### To be done
Express every record below as a two-column CSV with the headers "prompt" and "keypoints". Give one row per record, with the record's text in the first column and its answer in the second. Put each value in a single quoted field, turn line breaks into spaces, and leave out the pictures.

----- Dataset content

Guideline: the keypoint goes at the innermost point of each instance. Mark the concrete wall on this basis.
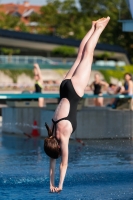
(93, 123)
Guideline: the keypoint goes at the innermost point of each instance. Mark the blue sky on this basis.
(33, 2)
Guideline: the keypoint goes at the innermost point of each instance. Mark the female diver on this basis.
(71, 90)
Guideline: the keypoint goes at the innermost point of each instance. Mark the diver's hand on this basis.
(52, 188)
(58, 189)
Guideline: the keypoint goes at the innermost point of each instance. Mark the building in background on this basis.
(23, 11)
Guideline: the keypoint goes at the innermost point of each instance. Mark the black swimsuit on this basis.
(67, 91)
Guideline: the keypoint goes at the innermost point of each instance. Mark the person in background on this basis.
(39, 83)
(112, 90)
(127, 89)
(96, 86)
(128, 85)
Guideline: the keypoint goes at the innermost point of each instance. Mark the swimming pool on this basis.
(100, 170)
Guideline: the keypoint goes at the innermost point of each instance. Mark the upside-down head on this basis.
(51, 146)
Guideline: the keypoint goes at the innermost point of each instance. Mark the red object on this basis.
(35, 132)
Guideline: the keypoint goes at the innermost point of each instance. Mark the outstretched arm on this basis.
(38, 71)
(52, 174)
(64, 162)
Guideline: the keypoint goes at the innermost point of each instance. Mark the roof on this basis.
(23, 10)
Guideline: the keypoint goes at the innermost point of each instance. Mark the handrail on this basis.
(55, 95)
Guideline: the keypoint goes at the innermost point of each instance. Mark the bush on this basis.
(118, 73)
(64, 51)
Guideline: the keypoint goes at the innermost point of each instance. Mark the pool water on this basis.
(99, 170)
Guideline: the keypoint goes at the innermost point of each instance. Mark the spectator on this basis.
(96, 86)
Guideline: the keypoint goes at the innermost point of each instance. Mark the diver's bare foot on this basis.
(102, 23)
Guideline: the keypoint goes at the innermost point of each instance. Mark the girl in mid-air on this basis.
(71, 90)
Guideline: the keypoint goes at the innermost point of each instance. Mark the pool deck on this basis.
(93, 122)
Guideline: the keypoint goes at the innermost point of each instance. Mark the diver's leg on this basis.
(80, 51)
(82, 72)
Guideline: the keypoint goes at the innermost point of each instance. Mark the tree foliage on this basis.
(73, 18)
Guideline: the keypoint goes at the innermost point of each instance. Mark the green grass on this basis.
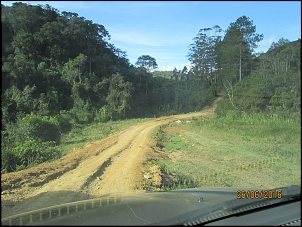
(242, 151)
(83, 134)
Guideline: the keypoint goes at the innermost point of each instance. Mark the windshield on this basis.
(114, 99)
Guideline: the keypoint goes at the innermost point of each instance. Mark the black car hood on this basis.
(150, 208)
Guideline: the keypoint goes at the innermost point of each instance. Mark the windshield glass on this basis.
(114, 99)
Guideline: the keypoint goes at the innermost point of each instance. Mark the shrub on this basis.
(40, 128)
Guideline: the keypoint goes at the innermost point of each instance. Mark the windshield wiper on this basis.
(235, 206)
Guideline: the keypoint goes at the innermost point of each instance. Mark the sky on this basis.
(165, 29)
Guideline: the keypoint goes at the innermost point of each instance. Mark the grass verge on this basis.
(254, 151)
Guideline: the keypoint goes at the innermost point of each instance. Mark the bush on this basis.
(64, 120)
(31, 152)
(40, 128)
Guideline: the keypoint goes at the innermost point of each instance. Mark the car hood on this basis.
(150, 208)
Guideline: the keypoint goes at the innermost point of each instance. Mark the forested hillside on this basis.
(60, 70)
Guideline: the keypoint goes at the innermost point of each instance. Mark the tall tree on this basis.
(238, 44)
(147, 62)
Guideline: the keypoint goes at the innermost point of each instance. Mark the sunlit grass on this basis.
(247, 151)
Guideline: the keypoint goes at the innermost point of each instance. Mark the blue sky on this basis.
(165, 29)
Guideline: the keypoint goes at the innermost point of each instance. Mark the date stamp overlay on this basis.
(259, 194)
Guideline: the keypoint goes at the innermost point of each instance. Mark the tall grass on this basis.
(246, 150)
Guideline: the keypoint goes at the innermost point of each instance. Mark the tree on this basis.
(237, 47)
(203, 54)
(147, 62)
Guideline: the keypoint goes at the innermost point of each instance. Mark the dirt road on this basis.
(110, 166)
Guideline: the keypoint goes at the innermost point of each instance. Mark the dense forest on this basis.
(60, 70)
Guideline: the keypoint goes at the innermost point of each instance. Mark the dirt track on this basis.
(110, 166)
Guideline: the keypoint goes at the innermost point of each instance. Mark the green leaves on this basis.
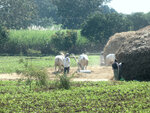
(81, 97)
(103, 97)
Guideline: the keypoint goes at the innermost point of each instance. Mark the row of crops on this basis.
(89, 97)
(9, 64)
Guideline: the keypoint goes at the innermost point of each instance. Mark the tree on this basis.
(46, 13)
(99, 27)
(138, 20)
(73, 12)
(16, 14)
(64, 41)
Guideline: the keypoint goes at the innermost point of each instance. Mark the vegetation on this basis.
(16, 14)
(10, 64)
(72, 17)
(82, 97)
(23, 41)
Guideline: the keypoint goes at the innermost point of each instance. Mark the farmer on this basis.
(66, 63)
(115, 67)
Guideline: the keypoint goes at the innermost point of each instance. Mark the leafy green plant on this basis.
(64, 81)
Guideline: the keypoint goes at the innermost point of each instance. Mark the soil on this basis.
(98, 73)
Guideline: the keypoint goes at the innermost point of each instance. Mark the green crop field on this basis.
(83, 97)
(9, 64)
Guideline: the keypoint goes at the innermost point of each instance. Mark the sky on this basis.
(130, 6)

----------

### Written reply
prompt,keypoints
"Guideline: the keypoint goes at the innermost point of each instance. Mark the concrete wall on this basis.","(93, 123)"
"Guideline: the keypoint goes at the innermost point of each instance. Mark the blue sky on this basis.","(33, 2)"
"Guideline: the keypoint goes at the innermost point of each instance. Mark the female diver on this basis.","(71, 90)"
"Guideline: the keypoint goes at the innermost point of each instance. Mark the diver's hand on this basis.","(52, 188) (58, 189)"
"Guideline: the keypoint goes at the innermost point of each instance. Mark the building in background on this basis.","(23, 11)"
"Guideline: the keypoint goes at the innermost point of each instance. Mark the black swimsuit on this basis.","(67, 91)"
"Guideline: the keypoint goes at the innermost point of each instance. Mark the person in background on this basis.","(39, 83) (112, 90) (127, 89) (96, 86) (128, 85)"
"Guideline: the keypoint goes at the innermost point of each instance. Mark the swimming pool on this basis.","(100, 170)"
"Guideline: the keypoint goes at the innermost point of each instance. Mark the upside-down head on this basis.","(51, 146)"
"Guideline: the keypoint goes at the innermost point of each instance. Mark the red object on this basis.","(35, 132)"
"Guideline: the keypoint goes at the innermost point of each instance. Mark the outstretched arm on this basis.","(38, 71) (52, 174) (64, 162)"
"Guideline: the keypoint goes at the innermost point of each instance. Mark the roof on this basis.","(23, 10)"
"Guideline: the keypoint goes at the innermost point of each instance. Mark the handrail on this basis.","(55, 95)"
"Guideline: the keypoint goes at the innermost point of each instance. Mark the bush on this basis.","(118, 73) (64, 51)"
"Guideline: the keypoint goes at the innermost point of each instance. Mark the pool water on this basis.","(99, 170)"
"Guideline: the keypoint goes at the innermost point of each instance. Mark the spectator on this basis.","(96, 86)"
"Guideline: the keypoint goes at the innermost point of each instance. Mark the diver's bare foot on this basis.","(102, 23)"
"Guideline: the keypoint goes at the innermost point of each instance. Mark the girl in mid-air on this basis.","(71, 90)"
"Guideline: the keypoint goes at the innermost point of each instance. Mark the pool deck on this basis.","(93, 122)"
"Guideline: the keypoint goes at the innermost point of each instance. Mark the diver's leg on this basis.","(80, 51) (82, 72)"
"Guideline: the keypoint goes at the innermost point of each instance. Mark the tree foliage on this basis.","(73, 18)"
"Guideline: the keypoint goes at the innermost point of each instance. Mark the green grass on this basis.","(242, 151) (83, 134)"
"Guideline: the keypoint goes at the innermost point of each instance. Mark the windshield on this basis.","(114, 99)"
"Guideline: the keypoint goes at the innermost point of each instance. Mark the black car hood on this basis.","(150, 208)"
"Guideline: the keypoint goes at the innermost point of each instance. Mark the windshield glass on this basis.","(114, 99)"
"Guideline: the keypoint goes at the innermost point of each instance. Mark the shrub on this basis.","(40, 128)"
"Guideline: the keypoint goes at the innermost point of each instance. Mark the windshield wiper on this basis.","(235, 206)"
"Guideline: the keypoint goes at the innermost point of each instance. Mark the sky on this basis.","(165, 29)"
"Guideline: the keypoint goes at the innermost point of each instance. Mark the grass verge on this basis.","(254, 151)"
"Guideline: the keypoint goes at the innermost point of each instance. Mark the bush on this basis.","(64, 120) (31, 152) (40, 128)"
"Guideline: the keypoint goes at the innermost point of each instance. Mark the car hood on this basis.","(150, 208)"
"Guideline: the keypoint goes at the innermost point of each instance. Mark the forested hillside on this basis.","(60, 70)"
"Guideline: the keypoint goes at the innermost point of each instance. Mark the tall tree on this basis.","(238, 44) (147, 62)"
"Guideline: the keypoint goes at the innermost point of each instance. Mark the sunlit grass on this basis.","(247, 151)"
"Guideline: the keypoint goes at the innermost point of each instance. Mark the blue sky on this basis.","(165, 29)"
"Guideline: the keypoint goes at the innermost point of each instance. Mark the date stamp overlay on this basis.","(259, 194)"
"Guideline: the keypoint goes at the innermost point of each instance. Mark the tall grass on this basis.","(246, 150)"
"Guideline: the keypoint goes at the innermost point of each instance. Mark the tree on this basis.","(237, 47) (203, 54) (147, 62)"
"Guideline: the keypoint goes at the innermost point of each instance. Mark the dirt road on this basis.","(110, 166)"
"Guideline: the keypoint goes at the innermost point of each instance. Mark the dense forest on this basis.","(60, 70)"
"Guideline: the keypoint goes at the innermost point of each instance. Mark the dirt track on this basis.","(110, 166)"
"Guideline: the keypoint goes at the innermost point of each instance. Mark the green leaves on this basis.","(81, 97) (103, 97)"
"Guideline: the keypoint goes at the innermost point of each instance. Mark the row of crops on this basis.","(89, 97) (9, 64)"
"Guideline: the keypoint goes at the innermost point of each instance. Mark the tree on this basis.","(46, 13) (99, 27) (138, 20) (73, 12) (16, 14) (64, 41)"
"Guideline: the keypoint goes at the innermost point of each instance. Mark the vegetation on this basis.","(16, 14) (10, 64) (72, 17) (82, 97) (23, 41)"
"Guideline: the keypoint goes at the innermost point of each instance. Mark the farmer on this basis.","(66, 63) (115, 67)"
"Guideline: the keypoint goes at the innermost point of each instance. Mark the leafy green plant on this basis.","(64, 81)"
"Guideline: the keypoint goes at the innermost point of each instance. Mark the soil on this basis.","(98, 73)"
"Guideline: the keypoint goes at the innermost point of each instance. Mark the green crop field on this basis.","(83, 97) (9, 64)"
"Guideline: the keypoint goes at the innermost point of each instance. Mark the sky on this basis.","(130, 6)"